The complete listing should be restated exactly.

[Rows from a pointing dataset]
* BEGIN *
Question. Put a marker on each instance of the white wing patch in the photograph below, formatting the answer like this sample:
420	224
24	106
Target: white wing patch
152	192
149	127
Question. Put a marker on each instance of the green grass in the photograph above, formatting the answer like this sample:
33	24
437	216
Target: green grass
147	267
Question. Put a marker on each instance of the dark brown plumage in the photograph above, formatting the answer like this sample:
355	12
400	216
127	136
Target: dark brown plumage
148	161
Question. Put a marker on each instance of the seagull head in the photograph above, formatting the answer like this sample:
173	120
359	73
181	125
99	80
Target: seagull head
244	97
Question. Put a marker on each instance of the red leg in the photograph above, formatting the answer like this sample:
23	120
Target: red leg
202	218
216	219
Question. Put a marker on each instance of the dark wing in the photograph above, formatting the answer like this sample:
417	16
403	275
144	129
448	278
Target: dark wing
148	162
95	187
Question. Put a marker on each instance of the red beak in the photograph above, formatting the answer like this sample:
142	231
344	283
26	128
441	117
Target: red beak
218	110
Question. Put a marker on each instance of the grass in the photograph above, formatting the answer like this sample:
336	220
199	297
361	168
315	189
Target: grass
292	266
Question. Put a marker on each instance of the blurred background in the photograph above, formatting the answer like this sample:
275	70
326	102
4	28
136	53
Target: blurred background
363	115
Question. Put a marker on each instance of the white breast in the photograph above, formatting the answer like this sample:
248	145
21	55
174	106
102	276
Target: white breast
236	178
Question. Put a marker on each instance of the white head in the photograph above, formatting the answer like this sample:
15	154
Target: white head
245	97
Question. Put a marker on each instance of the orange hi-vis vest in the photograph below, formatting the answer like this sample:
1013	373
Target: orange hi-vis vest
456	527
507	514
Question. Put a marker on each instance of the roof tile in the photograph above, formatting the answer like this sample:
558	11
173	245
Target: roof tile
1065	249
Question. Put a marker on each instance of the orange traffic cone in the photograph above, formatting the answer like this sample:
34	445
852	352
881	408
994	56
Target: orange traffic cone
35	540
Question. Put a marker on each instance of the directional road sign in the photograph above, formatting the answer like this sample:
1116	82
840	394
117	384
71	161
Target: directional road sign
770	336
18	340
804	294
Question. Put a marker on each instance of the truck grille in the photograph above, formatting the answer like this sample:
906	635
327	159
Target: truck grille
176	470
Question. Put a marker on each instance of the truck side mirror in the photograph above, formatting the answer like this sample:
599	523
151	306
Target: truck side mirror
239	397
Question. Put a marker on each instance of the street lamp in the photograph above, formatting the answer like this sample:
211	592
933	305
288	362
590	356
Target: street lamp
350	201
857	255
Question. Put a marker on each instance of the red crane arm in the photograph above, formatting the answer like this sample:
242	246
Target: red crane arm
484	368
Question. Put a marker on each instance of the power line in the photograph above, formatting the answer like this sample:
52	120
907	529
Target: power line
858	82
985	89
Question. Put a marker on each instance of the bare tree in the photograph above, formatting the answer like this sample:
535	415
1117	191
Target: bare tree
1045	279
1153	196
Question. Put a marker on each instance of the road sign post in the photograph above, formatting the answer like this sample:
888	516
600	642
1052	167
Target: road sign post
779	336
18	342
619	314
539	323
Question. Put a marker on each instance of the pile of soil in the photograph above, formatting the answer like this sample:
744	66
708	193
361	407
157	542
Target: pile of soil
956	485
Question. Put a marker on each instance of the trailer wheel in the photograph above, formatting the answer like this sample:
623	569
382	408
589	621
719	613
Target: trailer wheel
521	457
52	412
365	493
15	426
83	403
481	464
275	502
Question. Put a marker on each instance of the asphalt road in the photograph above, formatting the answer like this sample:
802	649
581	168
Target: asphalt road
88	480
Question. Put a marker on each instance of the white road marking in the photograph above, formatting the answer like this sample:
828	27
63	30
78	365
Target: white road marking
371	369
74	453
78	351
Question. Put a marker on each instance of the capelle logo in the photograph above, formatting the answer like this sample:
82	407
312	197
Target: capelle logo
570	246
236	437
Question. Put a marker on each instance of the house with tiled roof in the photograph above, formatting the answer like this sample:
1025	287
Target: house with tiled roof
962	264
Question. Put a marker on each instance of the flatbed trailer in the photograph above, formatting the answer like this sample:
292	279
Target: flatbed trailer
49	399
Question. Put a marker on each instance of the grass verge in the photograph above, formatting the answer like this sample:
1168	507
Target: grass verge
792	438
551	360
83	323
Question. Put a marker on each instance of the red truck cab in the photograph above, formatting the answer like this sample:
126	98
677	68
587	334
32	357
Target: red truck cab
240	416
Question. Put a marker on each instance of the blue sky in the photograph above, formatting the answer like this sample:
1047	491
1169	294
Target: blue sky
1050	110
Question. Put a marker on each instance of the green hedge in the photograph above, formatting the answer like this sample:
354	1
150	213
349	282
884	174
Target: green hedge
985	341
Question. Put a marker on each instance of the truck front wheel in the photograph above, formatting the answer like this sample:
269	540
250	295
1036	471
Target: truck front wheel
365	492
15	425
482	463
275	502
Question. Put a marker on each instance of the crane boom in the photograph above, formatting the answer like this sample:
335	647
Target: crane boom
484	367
* END *
COMPLETED EXERCISE:
Question. Put a marker on each instance of the white wing patch in the photograph below, formatting the answer like this sample:
420	224
24	106
Target: white wing patch
152	192
149	127
Question. Put a marker on each instance of the green grass in the photograph above, formatting the answer like this sample:
33	24
437	216
Target: green grass
147	267
Question. Put a marker on each instance of the dark brown plumage in the photograph above, formatting the answer like this sample:
355	12
400	216
127	136
Target: dark brown plumage
148	161
Question. Put a marker on each instance of the seagull head in the photograph above, formatting the answer like this sample:
173	120
359	73
181	125
99	80
Target: seagull head
244	97
Question. Put a marker on each instance of the red leg in the photograph above, formatting the answer like this sample:
23	120
Target: red leg
202	218
216	219
Question. Put a marker on each instance of the dark wing in the photograph above, formatting the answer like this sample:
417	16
403	275
144	129
448	278
Target: dark wing
148	162
95	187
Question. Put a marker on each instance of the red beak in the photograph above, formatting the answer like this sample:
142	231
344	283
26	128
441	117
Target: red beak
218	110
Question. Put a marker on each instance of the grass in the photograph above, formatting the answer like this sample:
336	220
199	297
361	168
315	189
Target: grass
292	266
Question. Put a marker on each instance of the blurred background in the photograph above, formatting the answer like this sample:
275	70
326	102
4	28
136	53
Target: blurred background
363	115
Question. Put a marker on each instance of the white breast in the photograph above, formatting the answer like this sample:
248	145
21	55
174	106
102	276
Target: white breast
236	178
Question. Put a marker on each instance of the white head in the photograph above, formatting the answer like this sample:
15	154
Target: white head
245	97
Question. Put a marker on each instance of the orange hi-vis vest in the photograph below, formatting the answer like this sample:
1013	373
Target: orange hi-vis vest
456	527
507	514
Question. Put a marker on each instance of the roof tile in the photograph above, formatting the answer like this sample:
558	11
173	245
Target: roof tile
1065	249
Question. Put a marker on each instance of the orange traffic cone in the photograph above, formatting the answer like this sample:
34	445
852	352
881	408
994	56
Target: orange traffic cone
35	540
Question. Put a marker on each instance of the directional road sign in the photograph above, formatting the answer like this sample:
1116	82
840	394
117	384
71	161
Target: directional road sign
770	336
18	340
804	294
Question. Put a marker on each instance of the truck grille in the photograph above, formatting the answer like this sample:
906	635
327	159
Target: truck grille
176	470
Question. Put a marker on each instance of the truck side mirror in the photograph above, formatting the answer like this sample:
599	523
151	306
Target: truck side mirror
239	397
Question. Put a marker on each instance of the street lamp in the photograph above, formatting the answer like this sample:
211	592
933	305
288	362
590	356
Target: street lamp
350	201
857	255
Question. Put a marker on each instance of the red crane arm in the photograph above, formatting the answer like this sample:
242	246
Target: red crane arm
484	368
Question. Put a marker on each instance of the power line in the photograph above, formatting the answer like this sample:
52	120
907	529
Target: power line
858	82
985	89
Question. Put a marker on each instance of the bare tree in the photograph above, formatting the answer like this sample:
535	415
1117	191
Target: bare tree
1045	279
1153	196
Question. Put a marker on each instance of the road sign post in the photograph above, formatting the answer like this sample:
888	516
600	642
1052	167
Target: road sign post
779	336
18	342
619	314
539	323
Question. Put a marker on each instance of the pile of soil in the photograph above, formatting the answer like this sample:
744	66
708	193
361	407
157	542
Target: pile of soil
956	485
Question. Put a marker on each instance of the trailer wheel in the photograph above, formatting the answer like this sample:
623	569
382	408
589	621
719	613
Target: trailer wheel
521	457
52	412
365	493
15	426
83	403
481	464
275	502
Question. Put a marker on each instance of the asphalt road in the photograph above, formatting the answer like this sample:
802	649
581	168
Target: asphalt road
88	480
Question. Put a marker on each instance of the white road marking in the photograph above, formatting the answer like this sample:
828	27
63	30
78	365
Target: white road marking
371	369
74	453
78	351
Question. Put a marker on each instance of the capelle logo in the photograph above, formatting the answer like this sample:
82	407
312	197
Target: capelle logo
570	246
236	437
Question. Put a marker on each instance of the house with tiled roof in the photograph above, formatting the answer like this sample:
1025	287
Target: house with tiled roof
962	264
Question. Put a marker on each instance of the flatbed trailer in the photograph above, formatting the answer like this sample:
292	279
Target: flatbed trailer
49	399
Question. Put a marker on each instance of the grass verge in the photograph above, formatting the answer like this sample:
1168	507
Target: grass verge
792	438
551	360
83	323
Question. Put a marker on each instance of the red truck cab in the photograph above, formatting the answer like this sample:
126	98
677	68
587	334
32	357
Target: red truck cab
240	416
Question. Put a marker on each instance of the blue sky in the photograph above, formatting the answer like this sample:
1047	491
1169	294
Target: blue sky
1050	110
Question. Put a marker on each instance of the green hedge in the photograph above, formatting the answer like this sample:
354	1
150	213
349	282
884	174
Target: green hedge
985	341
Question. Put a marker on each instance of the truck front wheel in the photograph above, formatting the answer like this sample:
269	540
250	295
1036	471
Target: truck front wheel
365	492
15	425
482	463
275	502
Question. Put a marker on each instance of the crane boom in the photograph above, formatting the answer like this sample:
335	647
Target: crane boom
484	367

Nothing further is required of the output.